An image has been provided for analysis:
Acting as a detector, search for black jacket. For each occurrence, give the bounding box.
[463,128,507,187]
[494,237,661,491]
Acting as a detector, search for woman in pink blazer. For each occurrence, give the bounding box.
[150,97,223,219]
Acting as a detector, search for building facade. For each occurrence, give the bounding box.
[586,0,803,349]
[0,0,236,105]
- - - - -
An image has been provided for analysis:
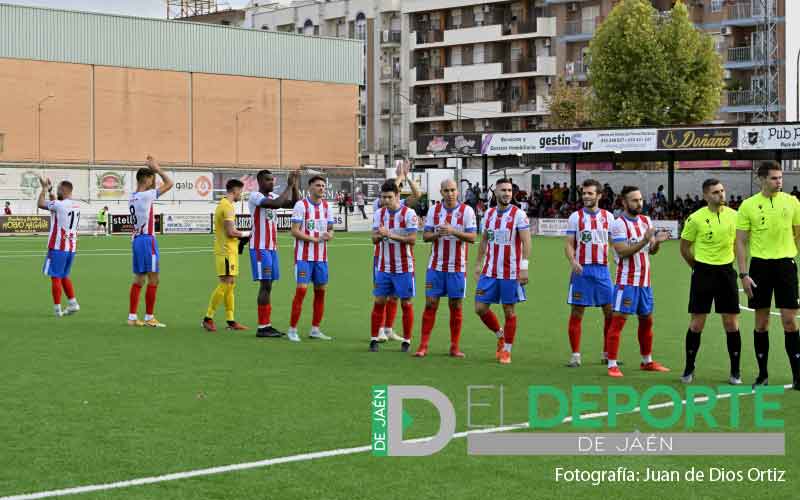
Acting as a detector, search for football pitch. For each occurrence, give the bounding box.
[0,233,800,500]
- - - - -
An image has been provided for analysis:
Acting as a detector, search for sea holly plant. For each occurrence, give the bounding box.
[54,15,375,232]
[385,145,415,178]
- - - - -
| WHAT YOU SHOULD DO |
Return every line of the data above that contains the string "detector", treating uppercase and lowercase as different.

| FULL ANSWER |
Acting as a detector, search for black jacket. For each occurrence, give the bounding box.
Acting as a detector, search for woman in pink blazer. For each occurrence, give the bounding box.
Acting as a detector, search for building facade. For each occurrence, give the bounding box.
Acting as a detector, search for football pitch. For each occurrence, give the bounding box.
Acting as a detector, search for sea holly plant. For each occurrence, give the bounding box.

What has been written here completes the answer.